#### [WHAT YOU HAVE TO DO]
Gather every line from the entries below that contains the string "hair", and list them in their original order.
** start of WORKING DATA **
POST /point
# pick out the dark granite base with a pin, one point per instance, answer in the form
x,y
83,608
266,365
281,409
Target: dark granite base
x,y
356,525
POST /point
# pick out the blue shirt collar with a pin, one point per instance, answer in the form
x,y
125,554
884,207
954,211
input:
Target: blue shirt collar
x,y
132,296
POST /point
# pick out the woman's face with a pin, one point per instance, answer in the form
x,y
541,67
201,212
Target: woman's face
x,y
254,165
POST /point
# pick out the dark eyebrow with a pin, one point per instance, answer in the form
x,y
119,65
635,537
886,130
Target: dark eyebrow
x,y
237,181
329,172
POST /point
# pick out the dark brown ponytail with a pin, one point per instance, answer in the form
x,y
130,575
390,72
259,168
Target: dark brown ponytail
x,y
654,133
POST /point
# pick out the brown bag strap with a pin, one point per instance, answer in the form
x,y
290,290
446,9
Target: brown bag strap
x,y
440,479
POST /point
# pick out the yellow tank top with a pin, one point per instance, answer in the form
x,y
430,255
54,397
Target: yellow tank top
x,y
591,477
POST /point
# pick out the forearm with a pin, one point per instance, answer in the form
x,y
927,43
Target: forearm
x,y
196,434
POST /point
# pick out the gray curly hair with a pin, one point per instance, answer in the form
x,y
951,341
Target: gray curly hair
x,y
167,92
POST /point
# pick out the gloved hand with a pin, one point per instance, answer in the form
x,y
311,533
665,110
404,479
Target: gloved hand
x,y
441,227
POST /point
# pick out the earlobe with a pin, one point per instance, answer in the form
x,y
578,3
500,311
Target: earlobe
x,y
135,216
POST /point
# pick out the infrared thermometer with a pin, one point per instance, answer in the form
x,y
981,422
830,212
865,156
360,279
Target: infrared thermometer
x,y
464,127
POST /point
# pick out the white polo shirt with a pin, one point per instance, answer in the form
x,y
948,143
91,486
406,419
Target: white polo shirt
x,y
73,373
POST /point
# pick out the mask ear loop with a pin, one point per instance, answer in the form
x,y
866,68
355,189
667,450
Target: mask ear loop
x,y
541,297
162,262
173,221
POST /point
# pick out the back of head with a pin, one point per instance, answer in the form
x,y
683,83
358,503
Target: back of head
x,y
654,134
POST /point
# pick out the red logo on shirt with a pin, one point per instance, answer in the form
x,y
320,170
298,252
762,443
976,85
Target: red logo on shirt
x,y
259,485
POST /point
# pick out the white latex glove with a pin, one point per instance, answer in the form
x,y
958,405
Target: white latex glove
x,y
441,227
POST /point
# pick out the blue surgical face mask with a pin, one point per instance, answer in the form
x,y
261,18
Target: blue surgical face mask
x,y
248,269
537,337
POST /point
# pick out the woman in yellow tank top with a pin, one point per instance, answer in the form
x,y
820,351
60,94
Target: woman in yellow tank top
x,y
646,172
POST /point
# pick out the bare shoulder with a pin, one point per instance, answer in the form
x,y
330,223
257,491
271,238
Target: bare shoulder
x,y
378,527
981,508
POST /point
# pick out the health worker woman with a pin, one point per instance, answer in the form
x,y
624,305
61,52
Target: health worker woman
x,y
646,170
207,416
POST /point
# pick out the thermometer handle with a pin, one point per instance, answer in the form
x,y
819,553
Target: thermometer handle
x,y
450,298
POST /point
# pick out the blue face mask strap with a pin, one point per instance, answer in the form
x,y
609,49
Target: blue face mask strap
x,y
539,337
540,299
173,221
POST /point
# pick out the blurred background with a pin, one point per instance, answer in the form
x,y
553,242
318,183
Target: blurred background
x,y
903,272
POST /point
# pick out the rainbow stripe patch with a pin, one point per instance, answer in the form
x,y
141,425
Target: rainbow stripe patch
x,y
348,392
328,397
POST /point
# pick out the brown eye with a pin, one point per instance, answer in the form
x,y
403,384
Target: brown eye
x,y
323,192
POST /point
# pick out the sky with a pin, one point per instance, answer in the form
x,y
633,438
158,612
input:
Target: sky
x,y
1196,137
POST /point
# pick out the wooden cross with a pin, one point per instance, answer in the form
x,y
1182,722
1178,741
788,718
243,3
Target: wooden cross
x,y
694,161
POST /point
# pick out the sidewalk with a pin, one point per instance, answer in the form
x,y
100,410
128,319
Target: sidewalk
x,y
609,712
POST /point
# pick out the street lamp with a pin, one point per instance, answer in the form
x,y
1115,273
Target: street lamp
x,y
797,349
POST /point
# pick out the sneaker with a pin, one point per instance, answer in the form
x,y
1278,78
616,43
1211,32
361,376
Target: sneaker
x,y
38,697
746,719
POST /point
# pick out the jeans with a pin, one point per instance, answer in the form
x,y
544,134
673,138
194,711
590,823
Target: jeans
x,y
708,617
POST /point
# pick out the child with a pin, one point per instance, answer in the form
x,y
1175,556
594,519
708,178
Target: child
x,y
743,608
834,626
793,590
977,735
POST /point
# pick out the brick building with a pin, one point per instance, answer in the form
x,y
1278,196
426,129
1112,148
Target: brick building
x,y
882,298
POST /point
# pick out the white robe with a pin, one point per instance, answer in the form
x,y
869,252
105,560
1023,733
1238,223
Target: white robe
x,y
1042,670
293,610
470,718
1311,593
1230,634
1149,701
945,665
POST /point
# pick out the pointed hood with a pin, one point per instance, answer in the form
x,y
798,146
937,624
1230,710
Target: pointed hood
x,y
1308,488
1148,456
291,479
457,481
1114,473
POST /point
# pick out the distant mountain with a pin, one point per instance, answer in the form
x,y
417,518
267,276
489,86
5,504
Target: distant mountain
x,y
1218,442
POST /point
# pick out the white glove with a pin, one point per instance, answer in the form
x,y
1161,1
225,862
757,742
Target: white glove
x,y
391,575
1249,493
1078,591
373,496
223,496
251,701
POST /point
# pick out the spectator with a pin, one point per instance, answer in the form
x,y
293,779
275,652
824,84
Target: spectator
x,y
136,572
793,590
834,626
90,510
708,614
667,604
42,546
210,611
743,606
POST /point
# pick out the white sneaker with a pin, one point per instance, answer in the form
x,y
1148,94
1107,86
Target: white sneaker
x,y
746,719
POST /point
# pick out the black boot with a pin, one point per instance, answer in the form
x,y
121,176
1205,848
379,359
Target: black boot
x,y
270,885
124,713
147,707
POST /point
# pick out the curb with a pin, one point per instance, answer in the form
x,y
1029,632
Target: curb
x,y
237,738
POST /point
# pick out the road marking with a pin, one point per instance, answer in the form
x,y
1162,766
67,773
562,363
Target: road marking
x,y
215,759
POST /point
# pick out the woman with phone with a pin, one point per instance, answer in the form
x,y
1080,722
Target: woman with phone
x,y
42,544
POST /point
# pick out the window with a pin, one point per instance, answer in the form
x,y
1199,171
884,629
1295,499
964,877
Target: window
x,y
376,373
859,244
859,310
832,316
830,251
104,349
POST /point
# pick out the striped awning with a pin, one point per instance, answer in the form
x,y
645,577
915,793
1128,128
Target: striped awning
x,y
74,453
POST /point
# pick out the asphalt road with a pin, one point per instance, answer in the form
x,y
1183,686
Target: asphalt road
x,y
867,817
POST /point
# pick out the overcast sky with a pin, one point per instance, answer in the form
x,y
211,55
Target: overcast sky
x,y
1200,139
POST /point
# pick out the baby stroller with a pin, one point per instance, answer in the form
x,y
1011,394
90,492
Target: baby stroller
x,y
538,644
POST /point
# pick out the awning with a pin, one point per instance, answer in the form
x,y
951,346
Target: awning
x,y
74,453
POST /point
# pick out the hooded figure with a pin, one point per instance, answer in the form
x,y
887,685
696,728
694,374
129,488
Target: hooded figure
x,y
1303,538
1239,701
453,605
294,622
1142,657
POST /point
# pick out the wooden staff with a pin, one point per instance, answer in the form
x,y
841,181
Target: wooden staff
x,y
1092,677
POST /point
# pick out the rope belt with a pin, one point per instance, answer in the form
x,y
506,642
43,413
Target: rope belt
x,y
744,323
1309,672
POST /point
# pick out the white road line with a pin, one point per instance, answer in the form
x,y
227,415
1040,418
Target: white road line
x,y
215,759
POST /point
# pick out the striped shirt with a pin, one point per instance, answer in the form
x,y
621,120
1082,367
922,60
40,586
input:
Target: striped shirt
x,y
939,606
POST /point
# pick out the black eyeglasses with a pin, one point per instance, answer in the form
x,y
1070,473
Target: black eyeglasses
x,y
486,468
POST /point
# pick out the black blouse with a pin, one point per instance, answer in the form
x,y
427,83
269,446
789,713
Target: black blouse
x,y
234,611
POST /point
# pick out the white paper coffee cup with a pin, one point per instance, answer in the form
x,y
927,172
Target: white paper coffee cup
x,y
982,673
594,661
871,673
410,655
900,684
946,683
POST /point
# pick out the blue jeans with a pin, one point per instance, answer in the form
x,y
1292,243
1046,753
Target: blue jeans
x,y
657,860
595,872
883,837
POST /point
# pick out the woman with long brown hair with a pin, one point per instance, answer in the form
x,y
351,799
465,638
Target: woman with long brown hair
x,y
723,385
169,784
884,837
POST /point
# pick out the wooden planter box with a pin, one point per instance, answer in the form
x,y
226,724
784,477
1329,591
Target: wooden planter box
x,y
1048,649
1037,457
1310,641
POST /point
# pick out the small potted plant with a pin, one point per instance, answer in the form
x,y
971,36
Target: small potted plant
** end of WORKING DATA **
#### [COMPLETE OUTPUT]
# pick out the gray curly hair with a pin, one point per instance, answer in the form
Target: gray curly hair
# pick out the woman with long brown hair with a pin, one point per instance, answer in the form
Target: woman with long brown hair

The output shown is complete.